Object pointing dataset rows
┏━━
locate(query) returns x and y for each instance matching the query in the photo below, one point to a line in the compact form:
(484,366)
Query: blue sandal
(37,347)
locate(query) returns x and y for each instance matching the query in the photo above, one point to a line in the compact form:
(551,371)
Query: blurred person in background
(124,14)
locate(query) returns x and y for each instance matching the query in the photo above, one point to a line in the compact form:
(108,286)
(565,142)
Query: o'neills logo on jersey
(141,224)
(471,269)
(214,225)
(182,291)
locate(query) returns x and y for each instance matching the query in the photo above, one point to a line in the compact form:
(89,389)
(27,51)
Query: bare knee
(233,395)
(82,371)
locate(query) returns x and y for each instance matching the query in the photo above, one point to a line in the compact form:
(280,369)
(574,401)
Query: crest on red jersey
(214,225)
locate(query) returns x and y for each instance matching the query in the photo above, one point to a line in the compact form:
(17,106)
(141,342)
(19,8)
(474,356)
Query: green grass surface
┗━━
Please reproduce all of the entries exactly as they stand.

## Expected answer
locate(query) returns x and y for each instance matching the query in the photo below, one point to a line in the compact form:
(484,366)
Query: blue sandal
(37,347)
locate(query) returns x and y for each instance matching the query in the photo above, one point to a line in the compact form:
(551,371)
Query: blurred person in background
(124,14)
locate(query) returns x and y for each instance matching the query in the photo above, one point to a line in the compact form:
(108,286)
(565,142)
Query: o'neills logo on jersey
(141,224)
(471,269)
(214,225)
(182,291)
locate(query) returns x and y for each instance matching the query in the photo above, one point to a line in the compact form:
(89,389)
(27,51)
Query: bare knee
(233,395)
(82,371)
locate(query) returns x and y for each instance matching the query in the photo above, one point to a line in the compact form:
(280,369)
(574,401)
Query: crest on red jersey
(214,225)
locate(query) returns x and y for each instance matching the query in the photo above, one point to a line in the compact form:
(17,106)
(141,342)
(19,8)
(474,356)
Query: green grass surface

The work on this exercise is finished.